WORK REQUIRED =>
Put every line of the data below into a numbered list, leaving out the blank lines.

LISTED RECORDS =>
◆ ◆ ◆ ◆

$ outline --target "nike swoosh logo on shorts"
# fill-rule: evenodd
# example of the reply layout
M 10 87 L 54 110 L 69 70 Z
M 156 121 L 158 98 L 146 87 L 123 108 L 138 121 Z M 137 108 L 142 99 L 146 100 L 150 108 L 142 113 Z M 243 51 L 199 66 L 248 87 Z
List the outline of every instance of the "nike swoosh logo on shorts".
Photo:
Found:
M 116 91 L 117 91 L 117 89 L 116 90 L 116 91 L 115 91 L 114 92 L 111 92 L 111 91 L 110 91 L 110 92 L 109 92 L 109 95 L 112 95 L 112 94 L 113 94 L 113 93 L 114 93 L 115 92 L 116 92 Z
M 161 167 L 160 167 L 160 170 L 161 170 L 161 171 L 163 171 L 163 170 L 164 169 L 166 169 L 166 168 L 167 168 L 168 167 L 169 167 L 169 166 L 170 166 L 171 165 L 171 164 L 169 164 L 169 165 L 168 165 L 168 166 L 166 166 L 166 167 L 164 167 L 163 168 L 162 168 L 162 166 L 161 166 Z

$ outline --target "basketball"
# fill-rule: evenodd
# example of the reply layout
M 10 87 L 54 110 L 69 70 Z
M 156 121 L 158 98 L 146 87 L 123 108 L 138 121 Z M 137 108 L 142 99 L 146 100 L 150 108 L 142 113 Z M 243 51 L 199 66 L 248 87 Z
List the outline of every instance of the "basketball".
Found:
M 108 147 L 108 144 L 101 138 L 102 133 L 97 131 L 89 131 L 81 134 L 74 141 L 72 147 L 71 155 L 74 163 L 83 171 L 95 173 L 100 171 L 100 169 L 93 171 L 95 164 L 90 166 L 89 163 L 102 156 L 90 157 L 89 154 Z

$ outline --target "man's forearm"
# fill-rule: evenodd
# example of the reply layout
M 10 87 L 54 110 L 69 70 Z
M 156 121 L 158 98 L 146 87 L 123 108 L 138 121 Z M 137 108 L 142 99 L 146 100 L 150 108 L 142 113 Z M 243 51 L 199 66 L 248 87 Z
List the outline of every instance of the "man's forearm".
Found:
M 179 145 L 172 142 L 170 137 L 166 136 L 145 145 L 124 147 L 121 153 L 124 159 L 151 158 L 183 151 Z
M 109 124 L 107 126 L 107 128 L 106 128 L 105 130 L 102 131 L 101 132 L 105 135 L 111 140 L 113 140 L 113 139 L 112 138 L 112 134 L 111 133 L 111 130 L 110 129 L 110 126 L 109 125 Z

◆ ◆ ◆ ◆

ANSWER TO THIS TASK =>
1. $ outline --target "nike swoosh logo on shorts"
2. # fill-rule: evenodd
3. # example of the reply layout
4. M 10 87 L 54 110 L 69 70 Z
5. M 156 121 L 158 98 L 146 87 L 123 108 L 138 121 Z M 137 108 L 142 99 L 146 100 L 150 108 L 142 113 Z M 243 51 L 199 66 L 248 87 Z
6. List the outline of every instance of the "nike swoosh logo on shorts".
7. Photo:
8. Found:
9. M 116 91 L 117 91 L 117 89 L 116 90 L 116 91 L 115 91 L 114 92 L 111 92 L 111 91 L 110 91 L 110 92 L 109 92 L 109 95 L 112 95 L 112 94 L 113 94 L 113 93 L 114 93 L 115 92 L 116 92 Z
10. M 161 167 L 160 167 L 160 170 L 161 170 L 161 171 L 163 171 L 163 170 L 164 169 L 166 169 L 166 168 L 167 168 L 168 167 L 169 167 L 169 166 L 170 166 L 171 165 L 171 164 L 169 164 L 169 165 L 168 165 L 168 166 L 166 166 L 166 167 L 164 167 L 163 168 L 162 168 L 162 166 L 161 166 Z
11. $ outline --target "basketball"
12. # fill-rule: evenodd
13. # example of the reply layout
14. M 10 87 L 54 110 L 69 70 Z
15. M 156 121 L 158 98 L 146 87 L 123 108 L 138 121 Z M 137 108 L 142 99 L 146 100 L 150 108 L 142 113 Z M 243 51 L 199 66 L 248 87 Z
16. List the outline of every instance of the "basketball".
17. Found:
18. M 108 147 L 108 144 L 101 138 L 102 133 L 97 131 L 89 131 L 81 134 L 74 141 L 72 147 L 71 155 L 74 163 L 83 171 L 95 173 L 100 171 L 100 169 L 93 171 L 95 164 L 90 166 L 89 163 L 102 156 L 90 157 L 89 154 Z
19. $ outline --target "man's forearm"
20. # fill-rule: evenodd
21. # example of the reply layout
22. M 10 87 L 54 110 L 69 70 Z
23. M 156 121 L 158 98 L 146 87 L 123 108 L 138 121 Z M 137 108 L 142 99 L 146 100 L 150 108 L 142 113 Z M 243 51 L 199 66 L 248 87 Z
24. List the outline of every instance of the "man's forearm".
25. Found:
26. M 179 145 L 172 142 L 170 137 L 166 136 L 145 145 L 124 147 L 121 153 L 124 159 L 151 158 L 183 151 Z
27. M 109 124 L 107 126 L 107 128 L 106 128 L 105 130 L 102 131 L 101 132 L 105 135 L 111 140 L 113 140 L 113 139 L 112 138 L 112 134 L 111 133 L 111 130 L 110 129 L 110 126 L 109 125 Z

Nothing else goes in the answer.